- **Directives**
1. List every person named in the paragraph of the passage about John the Baptist that begins "The words of a single person can sometimes galvanize a nation."
2. In the passage about John the Baptist, put this sentence into Spanish: "John’s job was to prepare the way for the one who would change human history."
3. From the passage about John the Baptist, pull out everything from "There are many" down to "not the One.", word for word.

The days of a voice crying in the wilderness seem to have come and gone. It did have a good run while it lasted. We read in scripture of the amazing, godly things that happened in wild, uninhabited wilderness. Great Biblical figures like Moses and Elijah came staggering out of the wilderness so deeply changed by encountering God that whole nations took notice. Jonah washed up on a lonely beach stinking of fish guts and saw all Nineveh repent when he proclaimed God’s coming judgment.  

It seems almost preposterous to think that the actions of a single person could make even the slightest difference in the great sweep of human history. But if we pause to think about it for a moment, it seems as if a single person making the right stand at the right time has done more to change history than all the mobs that have ever taken to the streets.  

Bypassing Biblical stories and ancient history, there are examples closer at hand. We can see the affect of a single person’s actions in this past century’s struggles for human rights. Rosa Parks refusing to give up her seat on a Montgomery City Bus. Mahatma Ghandi leading by non-violent example when all India seemed ready to erupt in a blood bath. And, on the edge of Tienamen Square a lone Chinese dissident halted a column of tanks by sheer will and personal courage. 

The words of a single person can sometimes galvanize a nation. There is the dark side of this when Hitler and Mussolini used their powers of persuasion to enshroud all Europe in the dark grip of dictatorship. We have also seen how one person’s words have affected human history for the better. The Rev. Martin Luther King Jr. speaking on the steps of the Lincoln Memorial. Archbishop Desmond Tutu having to shout words of peace to an angry mob in a South African township.  

There are many more examples. While it may seem absurd to think that one person can do much to change the way of the world, it is practically the only thing that ever has. The lone person whose words and actions resonate deep inside the heart of nation can affect dramatic change. John the Baptist was just such a person, but with one important distinction. John knew that he was not the One.  

John knew that there was another to come who would be greater. His job was like an opening act at a concert. Get the crowd ready. Get everyone actively listening and ready for what is coming next. John’s job wasn’t to change human history. John’s job was to prepare the way for the one who would change human history. That’s why John the Baptist is known in the Eastern Churches, such as the Russian Orthodox and Greek Orthodox Churches as John the Forerunner. John was running on ahead of the Messiah to prepare the way.

Named-object pointing records
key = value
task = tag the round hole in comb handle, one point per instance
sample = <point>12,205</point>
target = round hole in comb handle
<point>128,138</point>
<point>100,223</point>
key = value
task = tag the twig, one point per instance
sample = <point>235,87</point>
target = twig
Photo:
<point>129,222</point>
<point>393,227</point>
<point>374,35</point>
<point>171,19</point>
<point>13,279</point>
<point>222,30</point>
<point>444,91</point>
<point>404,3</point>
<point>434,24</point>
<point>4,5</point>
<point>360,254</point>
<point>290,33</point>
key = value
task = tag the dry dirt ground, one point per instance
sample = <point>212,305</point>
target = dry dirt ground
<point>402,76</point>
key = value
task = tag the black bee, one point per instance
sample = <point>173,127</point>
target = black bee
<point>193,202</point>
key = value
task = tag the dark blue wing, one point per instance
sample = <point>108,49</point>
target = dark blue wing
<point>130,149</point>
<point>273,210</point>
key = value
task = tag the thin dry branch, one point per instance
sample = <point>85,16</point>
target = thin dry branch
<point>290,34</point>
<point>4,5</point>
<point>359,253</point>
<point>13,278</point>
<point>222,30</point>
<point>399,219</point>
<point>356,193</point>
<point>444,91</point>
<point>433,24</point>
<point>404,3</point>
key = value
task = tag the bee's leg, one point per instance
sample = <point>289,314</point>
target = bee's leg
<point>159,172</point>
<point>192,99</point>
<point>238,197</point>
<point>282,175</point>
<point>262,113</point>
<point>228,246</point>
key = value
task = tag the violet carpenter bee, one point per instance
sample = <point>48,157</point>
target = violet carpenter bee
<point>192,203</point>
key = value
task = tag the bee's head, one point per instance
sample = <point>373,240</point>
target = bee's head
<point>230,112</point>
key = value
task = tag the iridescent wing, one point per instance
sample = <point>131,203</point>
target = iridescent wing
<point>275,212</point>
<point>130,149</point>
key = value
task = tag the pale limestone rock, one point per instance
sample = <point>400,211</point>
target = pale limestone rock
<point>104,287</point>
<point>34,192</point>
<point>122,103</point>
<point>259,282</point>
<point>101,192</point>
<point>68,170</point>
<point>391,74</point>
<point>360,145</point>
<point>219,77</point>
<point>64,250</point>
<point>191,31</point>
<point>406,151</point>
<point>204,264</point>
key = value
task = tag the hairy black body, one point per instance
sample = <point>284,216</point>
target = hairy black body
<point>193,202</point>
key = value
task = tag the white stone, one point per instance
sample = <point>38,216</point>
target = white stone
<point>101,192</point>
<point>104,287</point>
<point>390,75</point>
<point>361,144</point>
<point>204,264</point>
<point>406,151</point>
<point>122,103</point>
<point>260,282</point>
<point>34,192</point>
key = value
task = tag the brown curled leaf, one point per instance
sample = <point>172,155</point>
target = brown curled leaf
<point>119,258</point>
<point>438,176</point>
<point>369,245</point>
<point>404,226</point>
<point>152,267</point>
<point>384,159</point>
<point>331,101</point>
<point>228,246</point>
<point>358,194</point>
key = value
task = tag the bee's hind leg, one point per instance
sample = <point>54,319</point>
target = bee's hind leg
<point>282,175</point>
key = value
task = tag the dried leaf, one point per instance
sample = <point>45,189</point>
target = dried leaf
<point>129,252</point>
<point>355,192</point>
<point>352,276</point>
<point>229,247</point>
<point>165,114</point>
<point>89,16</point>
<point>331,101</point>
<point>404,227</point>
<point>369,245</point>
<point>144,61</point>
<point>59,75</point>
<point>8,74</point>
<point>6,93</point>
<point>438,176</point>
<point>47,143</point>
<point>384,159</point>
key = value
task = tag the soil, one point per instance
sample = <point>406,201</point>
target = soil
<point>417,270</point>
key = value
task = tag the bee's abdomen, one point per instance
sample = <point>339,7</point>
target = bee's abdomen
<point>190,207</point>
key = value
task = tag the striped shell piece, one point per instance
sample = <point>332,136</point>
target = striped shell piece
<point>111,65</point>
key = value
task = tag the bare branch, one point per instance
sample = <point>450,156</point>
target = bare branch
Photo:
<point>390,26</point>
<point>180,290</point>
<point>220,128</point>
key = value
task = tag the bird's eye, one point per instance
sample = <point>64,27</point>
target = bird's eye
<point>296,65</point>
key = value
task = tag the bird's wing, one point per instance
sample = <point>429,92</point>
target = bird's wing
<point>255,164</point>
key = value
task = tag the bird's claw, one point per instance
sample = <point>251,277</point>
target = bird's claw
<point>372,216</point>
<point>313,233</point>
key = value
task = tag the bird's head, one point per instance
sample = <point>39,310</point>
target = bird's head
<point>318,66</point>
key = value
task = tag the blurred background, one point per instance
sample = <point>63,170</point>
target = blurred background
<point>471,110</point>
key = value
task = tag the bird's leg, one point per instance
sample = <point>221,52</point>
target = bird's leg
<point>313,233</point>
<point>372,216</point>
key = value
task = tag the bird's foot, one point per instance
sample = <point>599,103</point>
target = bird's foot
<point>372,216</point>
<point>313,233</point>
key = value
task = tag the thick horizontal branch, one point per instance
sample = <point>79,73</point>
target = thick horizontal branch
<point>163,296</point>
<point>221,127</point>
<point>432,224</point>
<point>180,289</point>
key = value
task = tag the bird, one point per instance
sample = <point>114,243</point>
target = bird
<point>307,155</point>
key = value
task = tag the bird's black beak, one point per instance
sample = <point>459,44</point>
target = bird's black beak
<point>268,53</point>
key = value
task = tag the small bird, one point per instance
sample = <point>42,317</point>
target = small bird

- **Responses per task**
1.
Hitler
Mussolini
The Rev. Martin Luther King Jr.
Archbishop Desmond Tutu

2. La tarea de Juan era preparar el camino para aquel que cambiaría la historia humana.

3.
There are many more examples. While it may seem absurd to think that one person can do much to change the way of the world, it is practically the only thing that ever has. The lone person whose words and actions resonate deep inside the heart of nation can affect dramatic change. John the Baptist was just such a person, but with one important distinction. John knew that he was not the One.